-- Given instruction --
Give as a JSON list of strings the lines of the records below: begin at the line that contains "Report one point per instance of the bush" and stop after the line that contains "[(337, 124)]". Use one string per line and leave out blank lines.

-- Provided material --

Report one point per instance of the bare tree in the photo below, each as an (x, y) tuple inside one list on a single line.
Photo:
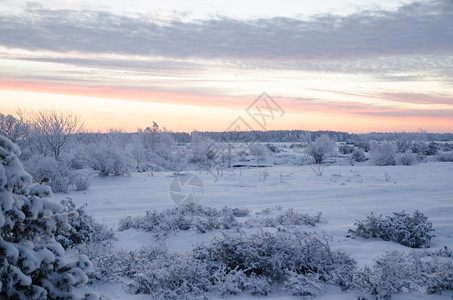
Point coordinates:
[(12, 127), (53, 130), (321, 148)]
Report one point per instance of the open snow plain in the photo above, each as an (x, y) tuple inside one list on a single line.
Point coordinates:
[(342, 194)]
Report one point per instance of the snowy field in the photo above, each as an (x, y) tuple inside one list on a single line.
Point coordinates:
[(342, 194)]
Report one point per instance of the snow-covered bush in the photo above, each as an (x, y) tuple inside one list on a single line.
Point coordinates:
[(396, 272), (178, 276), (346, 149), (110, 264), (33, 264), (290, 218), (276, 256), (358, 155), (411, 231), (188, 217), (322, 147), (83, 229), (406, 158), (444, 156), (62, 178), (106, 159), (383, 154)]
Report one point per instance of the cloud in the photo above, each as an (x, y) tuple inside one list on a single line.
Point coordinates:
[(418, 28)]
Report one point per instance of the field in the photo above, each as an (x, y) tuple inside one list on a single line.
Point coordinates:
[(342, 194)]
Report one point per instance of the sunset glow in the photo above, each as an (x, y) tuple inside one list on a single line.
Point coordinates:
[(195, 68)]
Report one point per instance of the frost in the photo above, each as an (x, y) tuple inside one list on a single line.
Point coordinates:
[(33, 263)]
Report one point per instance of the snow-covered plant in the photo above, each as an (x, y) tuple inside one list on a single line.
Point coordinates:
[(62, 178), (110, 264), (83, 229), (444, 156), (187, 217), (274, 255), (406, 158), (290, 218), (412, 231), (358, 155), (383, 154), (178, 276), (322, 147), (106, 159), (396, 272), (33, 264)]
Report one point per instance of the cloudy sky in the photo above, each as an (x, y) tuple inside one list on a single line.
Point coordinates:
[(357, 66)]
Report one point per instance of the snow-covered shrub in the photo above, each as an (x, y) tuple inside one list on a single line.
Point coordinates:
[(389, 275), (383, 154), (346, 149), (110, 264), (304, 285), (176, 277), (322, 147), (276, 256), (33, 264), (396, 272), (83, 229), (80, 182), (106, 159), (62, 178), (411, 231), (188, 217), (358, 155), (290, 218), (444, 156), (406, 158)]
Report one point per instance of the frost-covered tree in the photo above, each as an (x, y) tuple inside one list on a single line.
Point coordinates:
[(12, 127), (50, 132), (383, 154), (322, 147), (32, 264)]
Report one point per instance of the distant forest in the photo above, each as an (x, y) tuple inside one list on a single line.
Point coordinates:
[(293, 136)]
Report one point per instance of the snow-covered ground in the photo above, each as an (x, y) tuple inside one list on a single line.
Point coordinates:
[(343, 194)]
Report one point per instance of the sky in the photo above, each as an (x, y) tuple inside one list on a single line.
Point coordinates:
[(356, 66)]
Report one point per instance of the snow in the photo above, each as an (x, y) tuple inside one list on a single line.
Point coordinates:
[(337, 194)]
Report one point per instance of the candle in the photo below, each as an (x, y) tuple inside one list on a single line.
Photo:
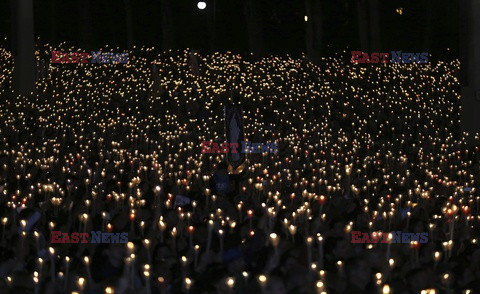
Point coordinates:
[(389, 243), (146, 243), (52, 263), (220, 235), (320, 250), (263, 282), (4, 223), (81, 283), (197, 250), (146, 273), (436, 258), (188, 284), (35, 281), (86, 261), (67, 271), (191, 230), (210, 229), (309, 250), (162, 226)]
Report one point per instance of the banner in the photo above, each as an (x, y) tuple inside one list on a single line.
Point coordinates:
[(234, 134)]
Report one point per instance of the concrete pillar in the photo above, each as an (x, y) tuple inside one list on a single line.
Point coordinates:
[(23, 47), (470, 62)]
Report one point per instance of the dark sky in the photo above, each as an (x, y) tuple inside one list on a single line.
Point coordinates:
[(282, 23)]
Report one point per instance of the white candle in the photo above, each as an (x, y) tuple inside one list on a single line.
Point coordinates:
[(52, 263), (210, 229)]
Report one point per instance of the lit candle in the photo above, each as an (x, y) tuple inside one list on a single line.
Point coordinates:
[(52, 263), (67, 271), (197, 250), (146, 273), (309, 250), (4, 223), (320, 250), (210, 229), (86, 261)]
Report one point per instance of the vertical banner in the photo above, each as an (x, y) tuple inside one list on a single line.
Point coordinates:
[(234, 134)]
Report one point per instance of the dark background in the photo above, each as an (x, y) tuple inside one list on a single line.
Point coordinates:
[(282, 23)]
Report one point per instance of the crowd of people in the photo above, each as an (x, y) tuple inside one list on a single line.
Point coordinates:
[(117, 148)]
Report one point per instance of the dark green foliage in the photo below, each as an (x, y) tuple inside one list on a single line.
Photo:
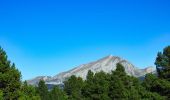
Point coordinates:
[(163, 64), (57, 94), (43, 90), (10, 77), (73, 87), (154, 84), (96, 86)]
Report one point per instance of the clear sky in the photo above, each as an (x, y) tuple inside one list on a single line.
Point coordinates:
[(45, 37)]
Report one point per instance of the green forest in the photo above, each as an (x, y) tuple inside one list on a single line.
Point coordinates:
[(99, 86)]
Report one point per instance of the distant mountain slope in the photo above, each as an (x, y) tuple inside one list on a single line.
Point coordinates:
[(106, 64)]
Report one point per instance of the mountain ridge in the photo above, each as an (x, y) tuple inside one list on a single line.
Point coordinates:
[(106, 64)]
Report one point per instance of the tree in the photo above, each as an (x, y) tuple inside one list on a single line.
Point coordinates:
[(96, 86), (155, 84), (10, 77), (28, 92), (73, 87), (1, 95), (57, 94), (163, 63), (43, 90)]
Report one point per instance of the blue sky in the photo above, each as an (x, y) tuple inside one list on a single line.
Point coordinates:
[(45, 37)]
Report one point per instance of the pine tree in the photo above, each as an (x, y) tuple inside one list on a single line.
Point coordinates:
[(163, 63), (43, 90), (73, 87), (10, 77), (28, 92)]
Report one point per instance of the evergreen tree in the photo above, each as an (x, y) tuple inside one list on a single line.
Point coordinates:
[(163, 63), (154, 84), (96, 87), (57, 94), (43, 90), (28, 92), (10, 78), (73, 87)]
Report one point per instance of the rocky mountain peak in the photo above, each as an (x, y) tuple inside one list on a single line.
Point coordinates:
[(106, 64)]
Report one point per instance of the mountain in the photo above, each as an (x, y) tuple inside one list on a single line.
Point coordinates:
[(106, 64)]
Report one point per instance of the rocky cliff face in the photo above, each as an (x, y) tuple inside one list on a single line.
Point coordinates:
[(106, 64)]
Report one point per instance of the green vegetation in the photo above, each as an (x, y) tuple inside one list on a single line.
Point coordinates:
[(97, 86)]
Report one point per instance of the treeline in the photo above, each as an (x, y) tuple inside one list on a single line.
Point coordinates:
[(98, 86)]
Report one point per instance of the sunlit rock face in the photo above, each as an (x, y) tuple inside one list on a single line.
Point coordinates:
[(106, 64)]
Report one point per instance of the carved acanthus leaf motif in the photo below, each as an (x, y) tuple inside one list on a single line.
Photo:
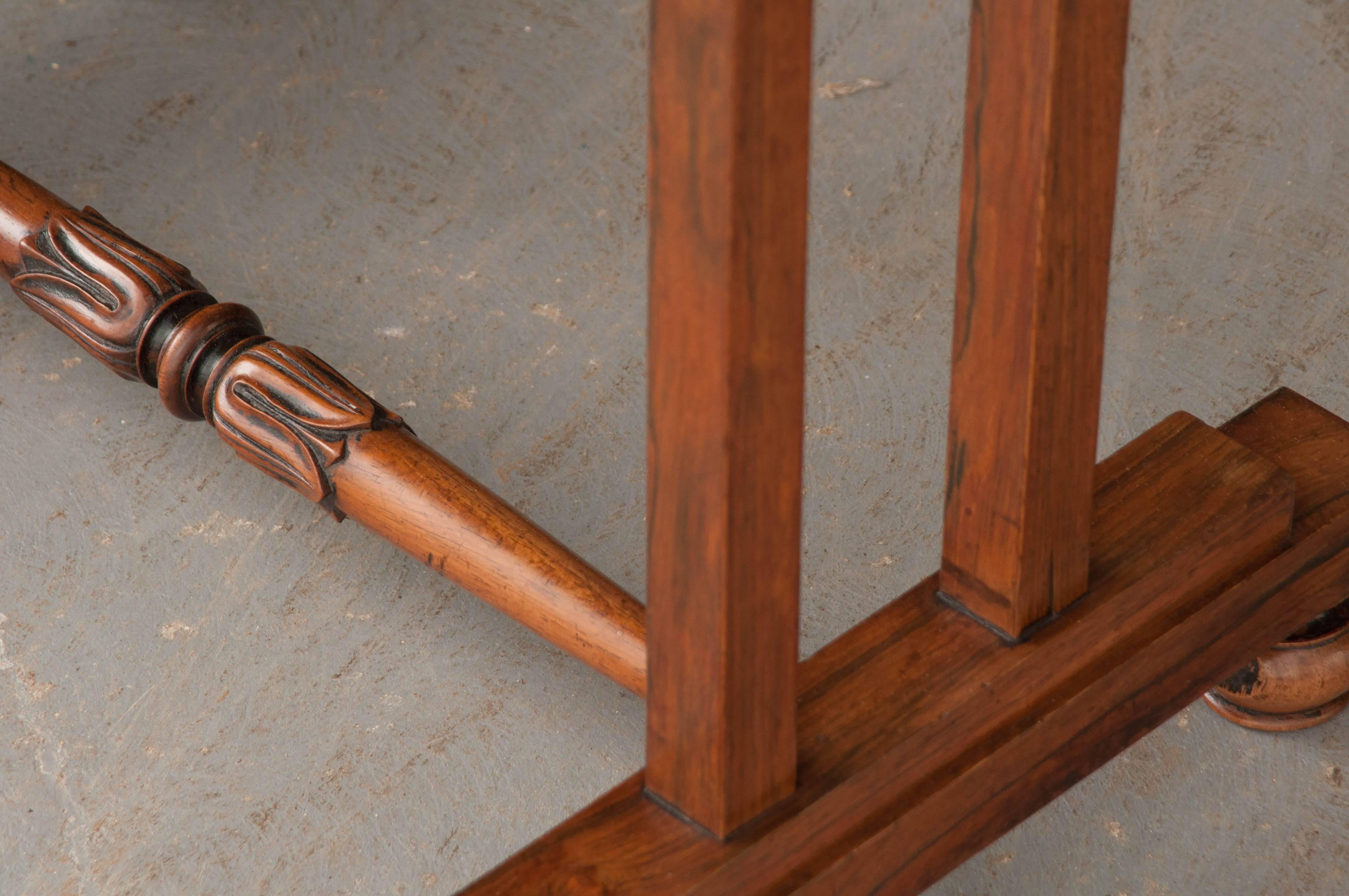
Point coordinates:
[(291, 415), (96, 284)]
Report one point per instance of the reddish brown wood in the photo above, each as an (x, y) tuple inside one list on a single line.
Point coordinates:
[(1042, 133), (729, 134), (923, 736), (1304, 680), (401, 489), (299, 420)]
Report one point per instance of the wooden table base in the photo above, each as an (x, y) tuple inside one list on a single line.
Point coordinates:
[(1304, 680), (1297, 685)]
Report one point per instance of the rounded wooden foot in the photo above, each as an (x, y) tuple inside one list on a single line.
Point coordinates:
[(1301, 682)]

--

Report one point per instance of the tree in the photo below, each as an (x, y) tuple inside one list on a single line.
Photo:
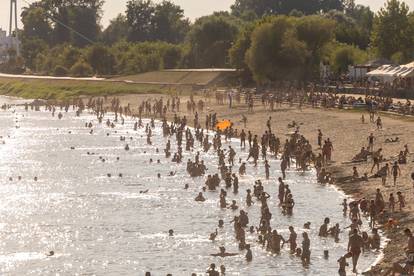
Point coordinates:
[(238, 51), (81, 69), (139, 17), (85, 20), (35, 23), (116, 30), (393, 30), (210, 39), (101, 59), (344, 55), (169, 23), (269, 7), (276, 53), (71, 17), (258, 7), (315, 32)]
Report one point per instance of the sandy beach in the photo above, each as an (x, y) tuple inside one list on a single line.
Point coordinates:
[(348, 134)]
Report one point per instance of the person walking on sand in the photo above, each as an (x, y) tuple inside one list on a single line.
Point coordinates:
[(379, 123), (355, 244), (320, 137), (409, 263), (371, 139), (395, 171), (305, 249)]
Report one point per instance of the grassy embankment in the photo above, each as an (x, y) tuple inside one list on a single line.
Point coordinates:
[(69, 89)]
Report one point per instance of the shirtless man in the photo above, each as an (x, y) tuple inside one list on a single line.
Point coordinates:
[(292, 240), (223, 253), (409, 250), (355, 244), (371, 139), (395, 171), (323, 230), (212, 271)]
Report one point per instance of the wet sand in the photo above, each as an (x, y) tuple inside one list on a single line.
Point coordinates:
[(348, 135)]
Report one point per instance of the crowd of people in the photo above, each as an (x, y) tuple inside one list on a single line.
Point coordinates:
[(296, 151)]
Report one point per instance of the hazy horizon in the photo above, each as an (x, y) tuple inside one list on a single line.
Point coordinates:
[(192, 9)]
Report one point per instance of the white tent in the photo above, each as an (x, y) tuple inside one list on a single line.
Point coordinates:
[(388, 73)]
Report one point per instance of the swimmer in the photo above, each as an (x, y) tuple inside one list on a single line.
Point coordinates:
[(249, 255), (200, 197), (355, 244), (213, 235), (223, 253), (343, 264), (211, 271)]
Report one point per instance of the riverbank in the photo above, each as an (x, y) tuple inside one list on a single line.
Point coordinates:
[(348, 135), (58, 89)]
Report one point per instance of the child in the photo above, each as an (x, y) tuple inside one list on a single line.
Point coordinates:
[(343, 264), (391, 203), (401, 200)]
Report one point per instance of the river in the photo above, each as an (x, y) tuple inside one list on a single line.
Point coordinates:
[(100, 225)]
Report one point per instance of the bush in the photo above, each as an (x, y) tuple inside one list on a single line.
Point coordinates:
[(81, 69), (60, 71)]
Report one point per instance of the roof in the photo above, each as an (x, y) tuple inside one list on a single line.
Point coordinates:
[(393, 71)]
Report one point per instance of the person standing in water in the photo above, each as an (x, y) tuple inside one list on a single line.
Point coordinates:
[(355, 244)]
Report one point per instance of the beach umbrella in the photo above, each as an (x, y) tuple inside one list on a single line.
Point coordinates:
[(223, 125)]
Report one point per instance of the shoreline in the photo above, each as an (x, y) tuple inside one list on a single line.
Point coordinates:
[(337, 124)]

-- Exercise answer --
[
  "Report one point per instance of the bush in the photo above, each as an (x, y) tuple inside one list on a single line.",
  "Point coordinates:",
  "[(81, 69), (60, 71)]",
  "Report one point per instance of the roof in the photo above, each as an (x, y) tuple inside one list on a single line.",
  "Point coordinates:",
  "[(393, 71)]",
  "Report one point per instance of the person standing in water in the photo above, each as an (x, y) tuple inside one list on a single line.",
  "Point coordinates:",
  "[(355, 244)]",
  "Report one point per instance of the beach umbrella in the photo above, each as an (x, y) tuple inside one list on a single line.",
  "Point coordinates:",
  "[(223, 125)]",
  "Report one point per instance of the shoreline in the photo above, each as an (x, y) tuple inside one list on a single line.",
  "Point coordinates:",
  "[(337, 124)]"
]